*** Block opens ***

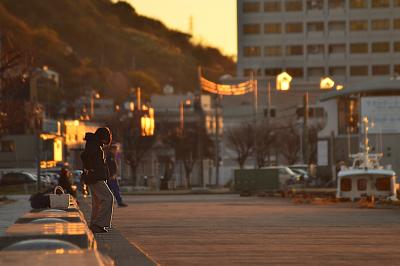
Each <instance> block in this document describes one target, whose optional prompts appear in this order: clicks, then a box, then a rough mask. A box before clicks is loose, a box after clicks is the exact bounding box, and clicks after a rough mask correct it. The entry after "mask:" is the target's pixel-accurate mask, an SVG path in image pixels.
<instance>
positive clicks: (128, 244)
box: [79, 198, 159, 266]
mask: <svg viewBox="0 0 400 266" xmlns="http://www.w3.org/2000/svg"><path fill="white" fill-rule="evenodd" d="M79 202H80V208H81V211H82V212H83V214H84V215H85V217H86V219H87V221H88V222H89V217H90V213H91V198H85V199H80V201H79ZM95 239H96V242H97V245H98V249H99V251H101V252H102V253H103V254H105V255H107V256H109V257H110V258H112V259H113V260H114V261H115V265H117V266H131V265H141V266H142V265H143V266H147V265H149V266H150V265H151V266H153V265H159V264H158V263H157V262H155V261H154V260H153V259H152V258H151V257H150V256H149V255H148V254H144V253H143V252H142V251H141V250H140V249H138V248H137V247H135V246H134V245H132V244H131V243H130V242H129V241H128V240H127V239H126V238H125V237H124V236H123V235H122V234H121V233H120V232H119V230H118V229H117V228H115V227H113V228H112V229H111V230H110V231H109V232H108V233H105V234H95Z"/></svg>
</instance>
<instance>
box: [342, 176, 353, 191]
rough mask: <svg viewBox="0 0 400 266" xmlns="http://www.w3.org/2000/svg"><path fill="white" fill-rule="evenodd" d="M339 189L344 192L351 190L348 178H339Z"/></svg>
mask: <svg viewBox="0 0 400 266" xmlns="http://www.w3.org/2000/svg"><path fill="white" fill-rule="evenodd" d="M340 190H341V191H344V192H348V191H351V179H350V178H342V179H341V180H340Z"/></svg>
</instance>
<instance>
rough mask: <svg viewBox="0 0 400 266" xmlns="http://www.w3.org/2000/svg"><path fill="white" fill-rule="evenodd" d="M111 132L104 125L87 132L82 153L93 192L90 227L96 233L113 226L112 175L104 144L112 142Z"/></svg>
mask: <svg viewBox="0 0 400 266" xmlns="http://www.w3.org/2000/svg"><path fill="white" fill-rule="evenodd" d="M111 139H112V136H111V132H110V130H109V129H108V128H107V127H102V128H99V129H97V130H96V132H95V133H94V134H93V133H86V135H85V140H86V146H85V150H84V151H83V152H82V154H81V159H82V162H83V168H84V169H83V170H84V173H83V176H82V178H83V179H84V180H85V183H86V184H87V185H88V186H89V189H90V192H91V194H92V215H91V219H90V229H91V230H92V231H93V232H94V233H106V232H107V229H106V227H107V228H111V220H112V214H113V205H114V197H113V194H112V192H111V191H110V189H109V188H108V186H107V184H106V181H107V180H108V178H109V177H110V174H109V171H108V167H107V162H106V157H105V153H104V146H108V145H110V143H111Z"/></svg>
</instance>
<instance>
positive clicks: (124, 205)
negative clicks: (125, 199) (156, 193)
mask: <svg viewBox="0 0 400 266" xmlns="http://www.w3.org/2000/svg"><path fill="white" fill-rule="evenodd" d="M116 152H117V146H116V145H111V147H110V149H109V150H108V152H107V166H108V171H109V172H110V177H109V178H108V180H107V184H108V187H109V188H110V189H111V191H112V193H113V194H114V197H115V199H116V200H117V203H118V207H126V206H128V205H126V204H125V203H123V202H122V198H121V194H120V193H119V184H118V178H117V162H116V161H115V153H116Z"/></svg>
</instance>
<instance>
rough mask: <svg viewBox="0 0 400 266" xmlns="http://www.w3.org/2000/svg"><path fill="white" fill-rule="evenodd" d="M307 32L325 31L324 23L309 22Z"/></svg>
mask: <svg viewBox="0 0 400 266" xmlns="http://www.w3.org/2000/svg"><path fill="white" fill-rule="evenodd" d="M307 31H308V32H313V31H314V32H315V31H324V23H323V22H308V23H307Z"/></svg>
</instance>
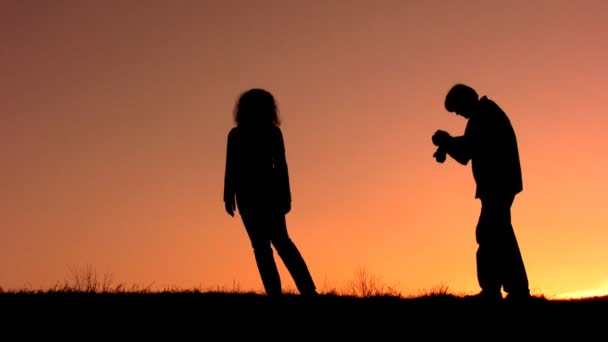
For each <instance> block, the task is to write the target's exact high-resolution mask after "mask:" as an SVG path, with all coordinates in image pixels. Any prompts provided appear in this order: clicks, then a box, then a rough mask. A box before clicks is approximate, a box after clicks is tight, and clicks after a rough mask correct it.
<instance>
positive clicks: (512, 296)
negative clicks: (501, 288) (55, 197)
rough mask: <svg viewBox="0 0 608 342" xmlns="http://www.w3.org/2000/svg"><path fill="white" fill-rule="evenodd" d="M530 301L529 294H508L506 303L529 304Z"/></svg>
mask: <svg viewBox="0 0 608 342" xmlns="http://www.w3.org/2000/svg"><path fill="white" fill-rule="evenodd" d="M531 300H532V296H531V295H530V292H522V293H517V292H514V293H509V294H507V298H506V301H507V302H509V303H529V302H530V301H531Z"/></svg>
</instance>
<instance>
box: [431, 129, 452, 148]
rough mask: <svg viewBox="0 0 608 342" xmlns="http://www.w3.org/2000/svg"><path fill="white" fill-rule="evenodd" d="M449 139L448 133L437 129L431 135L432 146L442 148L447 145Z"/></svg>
mask: <svg viewBox="0 0 608 342" xmlns="http://www.w3.org/2000/svg"><path fill="white" fill-rule="evenodd" d="M450 139H452V136H451V135H450V133H448V132H446V131H442V130H440V129H439V130H437V131H436V132H435V134H433V145H435V146H438V147H443V146H445V145H447V143H448V142H449V141H450Z"/></svg>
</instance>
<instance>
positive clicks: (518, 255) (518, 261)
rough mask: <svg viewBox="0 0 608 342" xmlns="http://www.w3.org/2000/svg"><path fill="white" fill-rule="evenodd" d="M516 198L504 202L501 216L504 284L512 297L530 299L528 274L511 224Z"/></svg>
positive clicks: (504, 288)
mask: <svg viewBox="0 0 608 342" xmlns="http://www.w3.org/2000/svg"><path fill="white" fill-rule="evenodd" d="M513 199H514V198H509V199H507V201H506V202H504V207H503V208H502V209H501V210H503V211H504V212H505V215H503V216H501V217H502V218H503V219H504V221H503V222H502V226H503V227H505V235H504V238H503V239H502V244H503V246H502V250H503V251H504V252H503V254H502V259H503V260H502V264H503V272H502V283H503V286H504V289H505V292H507V293H508V294H509V296H510V297H523V298H525V297H529V296H530V290H529V287H528V286H529V285H528V276H527V274H526V268H525V266H524V262H523V258H522V256H521V251H520V249H519V245H518V243H517V238H516V237H515V231H514V229H513V225H512V224H511V205H512V204H513Z"/></svg>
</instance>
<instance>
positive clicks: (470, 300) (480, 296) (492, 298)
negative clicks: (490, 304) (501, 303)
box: [465, 291, 502, 304]
mask: <svg viewBox="0 0 608 342" xmlns="http://www.w3.org/2000/svg"><path fill="white" fill-rule="evenodd" d="M465 299H467V300H470V301H474V302H478V303H489V304H495V303H500V302H502V294H501V293H500V292H488V291H481V292H479V293H478V294H475V295H469V296H465Z"/></svg>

*** Block closes ***

• _Work instruction_: Exactly reproduce the run of lines from the start of the listing through the line with "positive clicks: (128, 244)", inclusive; pictures are not copied.

• _Task result_:
Each <instance> block in this document describes one target, whose optional prompts appear in this order: clicks, then a box, then a rough mask. A box before clicks is loose, a box after clicks is the exact bounding box, and clicks after a rough mask correct it. The entry after "mask:" is the target's pixel-accurate mask, an SVG path in image pixels.
<instance>
positive clicks: (128, 244)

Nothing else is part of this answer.